[START DATA LISTING]
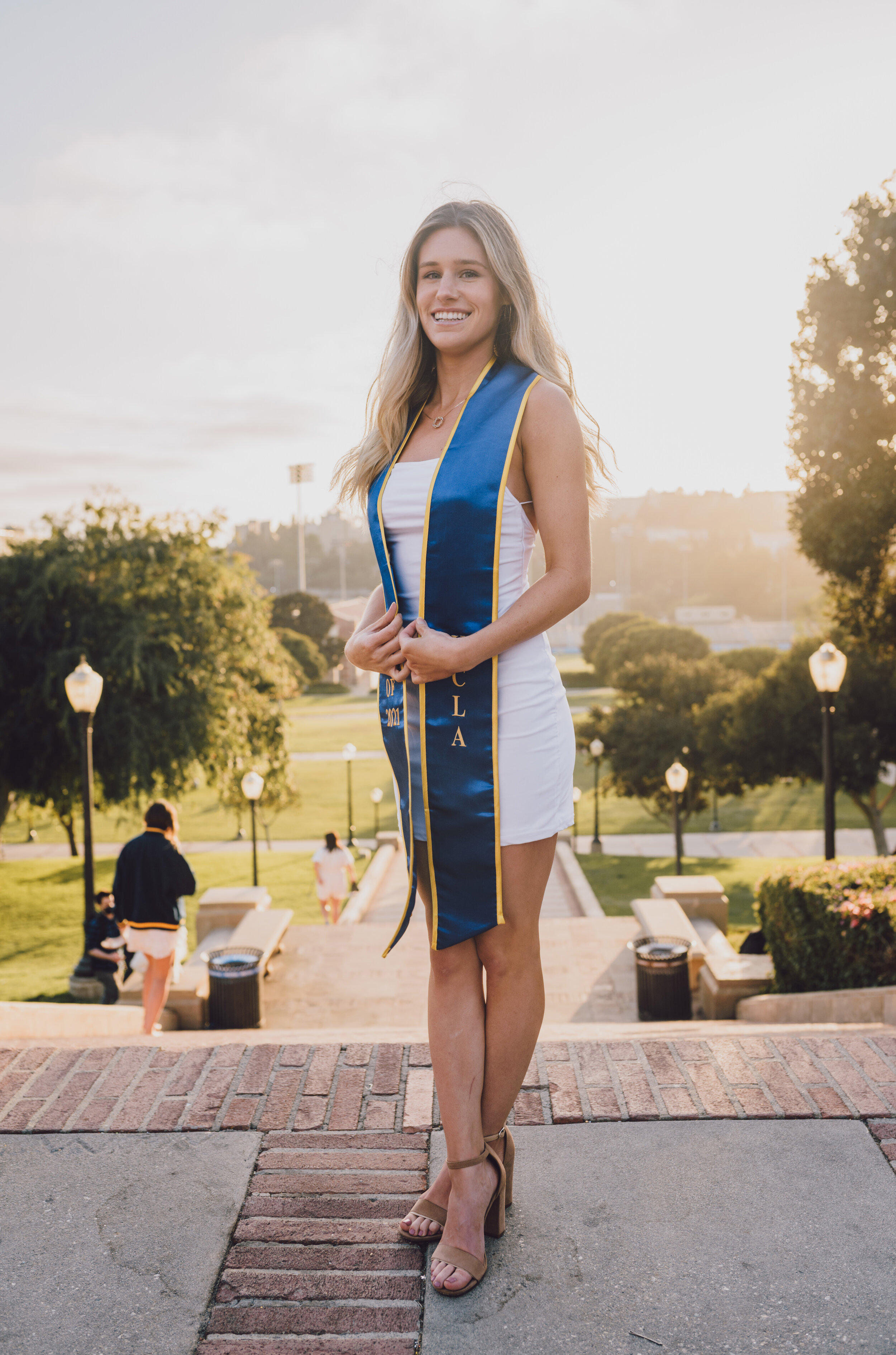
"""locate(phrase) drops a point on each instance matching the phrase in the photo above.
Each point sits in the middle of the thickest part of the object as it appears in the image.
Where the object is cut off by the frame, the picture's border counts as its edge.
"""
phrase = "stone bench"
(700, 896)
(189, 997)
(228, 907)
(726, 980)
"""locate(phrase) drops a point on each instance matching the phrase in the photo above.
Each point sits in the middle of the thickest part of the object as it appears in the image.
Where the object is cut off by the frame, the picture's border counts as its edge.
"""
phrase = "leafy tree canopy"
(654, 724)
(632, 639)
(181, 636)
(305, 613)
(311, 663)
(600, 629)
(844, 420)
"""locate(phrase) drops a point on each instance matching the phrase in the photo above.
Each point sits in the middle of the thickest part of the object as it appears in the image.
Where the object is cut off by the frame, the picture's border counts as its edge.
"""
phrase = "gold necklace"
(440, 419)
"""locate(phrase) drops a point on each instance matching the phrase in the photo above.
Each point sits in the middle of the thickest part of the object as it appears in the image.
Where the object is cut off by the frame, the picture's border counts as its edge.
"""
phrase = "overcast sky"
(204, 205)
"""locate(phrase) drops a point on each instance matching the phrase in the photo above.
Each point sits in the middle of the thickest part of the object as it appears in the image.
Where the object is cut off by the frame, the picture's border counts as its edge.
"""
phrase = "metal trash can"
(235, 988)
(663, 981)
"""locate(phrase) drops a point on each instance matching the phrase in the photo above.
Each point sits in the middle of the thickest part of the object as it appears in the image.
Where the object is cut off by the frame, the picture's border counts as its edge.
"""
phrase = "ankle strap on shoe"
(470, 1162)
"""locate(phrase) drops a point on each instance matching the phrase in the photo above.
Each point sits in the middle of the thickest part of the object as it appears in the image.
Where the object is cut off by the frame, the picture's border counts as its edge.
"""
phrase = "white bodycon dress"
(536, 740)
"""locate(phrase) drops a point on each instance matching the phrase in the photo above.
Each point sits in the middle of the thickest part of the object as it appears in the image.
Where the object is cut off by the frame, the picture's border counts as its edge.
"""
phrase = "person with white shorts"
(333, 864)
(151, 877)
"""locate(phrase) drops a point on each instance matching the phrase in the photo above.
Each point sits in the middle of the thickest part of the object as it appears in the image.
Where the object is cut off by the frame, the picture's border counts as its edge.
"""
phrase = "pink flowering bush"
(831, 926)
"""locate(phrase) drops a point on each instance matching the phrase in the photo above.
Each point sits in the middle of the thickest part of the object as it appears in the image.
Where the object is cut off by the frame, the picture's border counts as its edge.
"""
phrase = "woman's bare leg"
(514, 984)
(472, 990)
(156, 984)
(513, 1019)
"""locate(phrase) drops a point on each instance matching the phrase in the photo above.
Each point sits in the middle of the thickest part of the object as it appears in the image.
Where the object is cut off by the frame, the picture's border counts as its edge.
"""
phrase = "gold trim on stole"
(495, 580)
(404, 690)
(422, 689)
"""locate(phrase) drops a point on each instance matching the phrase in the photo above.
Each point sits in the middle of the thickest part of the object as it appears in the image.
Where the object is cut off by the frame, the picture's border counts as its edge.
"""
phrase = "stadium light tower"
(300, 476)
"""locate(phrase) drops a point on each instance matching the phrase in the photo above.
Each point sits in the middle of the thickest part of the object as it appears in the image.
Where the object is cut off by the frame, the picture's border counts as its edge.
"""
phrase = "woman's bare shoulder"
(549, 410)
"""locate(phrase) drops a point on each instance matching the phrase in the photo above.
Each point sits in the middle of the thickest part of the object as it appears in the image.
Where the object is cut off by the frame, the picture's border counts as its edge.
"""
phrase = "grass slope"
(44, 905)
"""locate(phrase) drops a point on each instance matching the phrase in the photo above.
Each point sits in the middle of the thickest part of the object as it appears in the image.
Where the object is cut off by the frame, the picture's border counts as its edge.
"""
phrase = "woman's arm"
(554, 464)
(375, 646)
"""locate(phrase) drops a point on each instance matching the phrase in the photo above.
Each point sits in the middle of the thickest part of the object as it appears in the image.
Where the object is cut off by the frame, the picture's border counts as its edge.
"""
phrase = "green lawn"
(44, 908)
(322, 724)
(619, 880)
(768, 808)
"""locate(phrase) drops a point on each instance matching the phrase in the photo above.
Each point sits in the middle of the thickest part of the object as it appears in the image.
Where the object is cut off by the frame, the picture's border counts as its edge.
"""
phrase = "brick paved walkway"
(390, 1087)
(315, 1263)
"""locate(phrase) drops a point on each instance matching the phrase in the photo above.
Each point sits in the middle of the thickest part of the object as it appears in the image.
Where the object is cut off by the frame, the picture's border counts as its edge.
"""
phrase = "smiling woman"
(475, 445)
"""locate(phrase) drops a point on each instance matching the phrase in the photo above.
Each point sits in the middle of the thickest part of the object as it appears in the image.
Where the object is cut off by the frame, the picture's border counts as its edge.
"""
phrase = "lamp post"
[END DATA LISTING]
[START DATA LISTING]
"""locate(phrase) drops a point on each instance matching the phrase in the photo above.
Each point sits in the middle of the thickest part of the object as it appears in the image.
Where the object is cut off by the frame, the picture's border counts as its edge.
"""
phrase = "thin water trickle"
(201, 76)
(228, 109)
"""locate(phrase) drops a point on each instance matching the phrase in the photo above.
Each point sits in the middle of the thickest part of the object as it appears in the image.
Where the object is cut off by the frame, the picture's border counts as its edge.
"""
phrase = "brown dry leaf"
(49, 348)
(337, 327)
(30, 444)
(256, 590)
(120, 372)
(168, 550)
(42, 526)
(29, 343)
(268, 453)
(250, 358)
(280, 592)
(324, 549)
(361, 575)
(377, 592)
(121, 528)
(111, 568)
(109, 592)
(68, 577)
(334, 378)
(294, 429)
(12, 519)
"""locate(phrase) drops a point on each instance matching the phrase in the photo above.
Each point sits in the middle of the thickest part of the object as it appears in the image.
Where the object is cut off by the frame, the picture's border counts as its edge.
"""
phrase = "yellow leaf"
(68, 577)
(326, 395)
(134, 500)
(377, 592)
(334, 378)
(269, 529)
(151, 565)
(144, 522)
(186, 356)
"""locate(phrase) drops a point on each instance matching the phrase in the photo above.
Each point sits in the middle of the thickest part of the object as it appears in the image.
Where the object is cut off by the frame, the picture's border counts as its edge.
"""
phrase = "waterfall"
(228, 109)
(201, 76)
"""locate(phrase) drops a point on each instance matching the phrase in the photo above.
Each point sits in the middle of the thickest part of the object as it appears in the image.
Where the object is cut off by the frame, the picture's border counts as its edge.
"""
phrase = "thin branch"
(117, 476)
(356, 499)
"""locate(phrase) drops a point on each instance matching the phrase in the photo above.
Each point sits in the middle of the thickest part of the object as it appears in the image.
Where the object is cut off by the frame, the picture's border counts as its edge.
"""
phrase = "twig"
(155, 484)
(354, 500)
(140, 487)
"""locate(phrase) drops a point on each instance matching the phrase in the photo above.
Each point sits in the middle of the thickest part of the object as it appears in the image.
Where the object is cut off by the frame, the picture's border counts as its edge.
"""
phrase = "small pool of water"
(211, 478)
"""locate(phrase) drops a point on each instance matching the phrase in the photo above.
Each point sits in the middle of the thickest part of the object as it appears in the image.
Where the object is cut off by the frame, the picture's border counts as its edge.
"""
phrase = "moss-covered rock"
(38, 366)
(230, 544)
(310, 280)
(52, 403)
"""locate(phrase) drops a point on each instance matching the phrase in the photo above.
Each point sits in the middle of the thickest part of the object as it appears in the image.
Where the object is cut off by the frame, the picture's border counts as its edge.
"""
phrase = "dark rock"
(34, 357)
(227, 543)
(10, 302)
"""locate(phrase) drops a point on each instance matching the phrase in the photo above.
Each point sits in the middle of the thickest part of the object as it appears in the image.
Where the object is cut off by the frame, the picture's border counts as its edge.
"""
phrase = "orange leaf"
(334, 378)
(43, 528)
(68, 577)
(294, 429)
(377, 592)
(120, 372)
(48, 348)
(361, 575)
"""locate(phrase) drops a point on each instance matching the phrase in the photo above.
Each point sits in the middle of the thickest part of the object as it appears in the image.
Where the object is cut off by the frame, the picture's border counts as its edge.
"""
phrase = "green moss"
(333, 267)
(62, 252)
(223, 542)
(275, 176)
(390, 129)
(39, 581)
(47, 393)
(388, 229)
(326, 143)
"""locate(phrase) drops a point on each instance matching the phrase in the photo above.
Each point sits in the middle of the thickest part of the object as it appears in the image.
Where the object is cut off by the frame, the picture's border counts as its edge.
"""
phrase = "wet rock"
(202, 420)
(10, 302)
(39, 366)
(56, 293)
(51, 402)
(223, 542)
[END DATA LISTING]
■ **GOAL**
Count the lines in the stored dataset items that contain the string "gold", with case counting. Give only the number.

■ **ANSWER TO THE EXERCISE**
2